Written request 1: Shorten the paragraph of the patch that begins "Instead of attaching the eviction fence," and keep its main facts.

Given passage:
Instead of attaching the eviction fence when a KFD BO is first mapped,
attach it when it is allocated or imported. This in preparation to allow
KFD BOs to be mapped using the render node API.

Signed-off-by: Felix Kuehling <Felix.Kuehling@amd.com>
---
 .../gpu/drm/amd/amdgpu/amdgpu_amdkfd_gpuvm.c  | 62 +++++++++----------
 1 file changed, 31 insertions(+), 31 deletions(-)

diff --git a/drivers/gpu/drm/amd/amdgpu/amdgpu_amdkfd_gpuvm.c b/drivers/gpu/drm/amd/amdgpu/amdgpu_amdkfd_gpuvm.c
index d23fdebd2552..019e6e363fd2 100644
--- a/drivers/gpu/drm/amd/amdgpu/amdgpu_amdkfd_gpuvm.c
+++ b/drivers/gpu/drm/amd/amdgpu/amdgpu_amdkfd_gpuvm.c
@@ -361,6 +361,23 @@ static int amdgpu_amdkfd_bo_validate(struct amdgpu_bo *bo, uint32_t domain,
 	return ret;
 }
 
+static int amdgpu_amdkfd_bo_validate_and_fence(struct amdgpu_bo *bo,
+					       uint32_t domain,
+					       struct dma_fence *fence)
+{
+	int ret = amdgpu_bo_reserve(bo, false);
+
+	if (ret)
+		return ret;
+
+	ret = amdgpu_amdkfd_bo_validate(bo, domain, true);
+	if (!ret)
+		amdgpu_bo_fence(bo, fence, true);
+	amdgpu_bo_unreserve(bo);
+
+	return ret;
+}
+
 static int amdgpu_amdkfd_validate_vm_bo(void *_unused, struct amdgpu_bo *bo)

Extracted records:

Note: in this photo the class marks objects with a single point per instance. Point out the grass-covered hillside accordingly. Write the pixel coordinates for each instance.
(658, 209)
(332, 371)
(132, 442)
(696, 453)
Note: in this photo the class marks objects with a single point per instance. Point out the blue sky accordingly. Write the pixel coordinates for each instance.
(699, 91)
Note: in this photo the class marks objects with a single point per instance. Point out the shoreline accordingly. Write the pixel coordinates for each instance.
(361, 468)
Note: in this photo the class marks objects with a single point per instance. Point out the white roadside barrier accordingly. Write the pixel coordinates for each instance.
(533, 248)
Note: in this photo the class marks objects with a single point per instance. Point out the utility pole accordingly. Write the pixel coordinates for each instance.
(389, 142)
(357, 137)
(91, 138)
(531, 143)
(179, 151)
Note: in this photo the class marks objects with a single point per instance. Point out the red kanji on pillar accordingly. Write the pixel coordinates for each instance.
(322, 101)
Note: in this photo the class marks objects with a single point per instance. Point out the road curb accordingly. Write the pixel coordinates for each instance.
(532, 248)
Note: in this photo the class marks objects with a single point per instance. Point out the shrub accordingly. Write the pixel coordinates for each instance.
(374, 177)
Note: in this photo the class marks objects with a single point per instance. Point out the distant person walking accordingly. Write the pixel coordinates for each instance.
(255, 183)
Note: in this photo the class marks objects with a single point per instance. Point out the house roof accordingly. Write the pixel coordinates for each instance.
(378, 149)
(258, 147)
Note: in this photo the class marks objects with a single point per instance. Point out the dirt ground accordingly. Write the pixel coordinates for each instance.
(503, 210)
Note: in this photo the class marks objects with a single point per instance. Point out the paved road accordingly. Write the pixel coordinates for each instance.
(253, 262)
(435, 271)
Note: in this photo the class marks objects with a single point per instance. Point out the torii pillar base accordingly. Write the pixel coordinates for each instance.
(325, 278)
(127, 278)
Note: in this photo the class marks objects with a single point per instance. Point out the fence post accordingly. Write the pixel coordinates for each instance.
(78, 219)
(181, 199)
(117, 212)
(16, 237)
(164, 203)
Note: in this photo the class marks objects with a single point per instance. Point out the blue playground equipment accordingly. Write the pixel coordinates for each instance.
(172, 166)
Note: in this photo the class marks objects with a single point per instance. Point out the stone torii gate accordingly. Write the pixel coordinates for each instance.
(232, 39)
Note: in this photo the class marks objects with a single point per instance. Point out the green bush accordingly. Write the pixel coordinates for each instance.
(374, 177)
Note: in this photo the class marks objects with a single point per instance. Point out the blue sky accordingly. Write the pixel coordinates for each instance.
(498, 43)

Written request 2: From the records above, pick out each line that includes the word "pole".

Correct result 1: The eviction fence is now attached to a KFD BO when the BO is allocated or imported, not when it is first mapped. This prepares for mapping KFD BOs through the render node API.

Correct result 2:
Note: in this photo the class marks objects with a single point per instance. Point out the utility pole accordingly. Write the pixel coordinates for each instance.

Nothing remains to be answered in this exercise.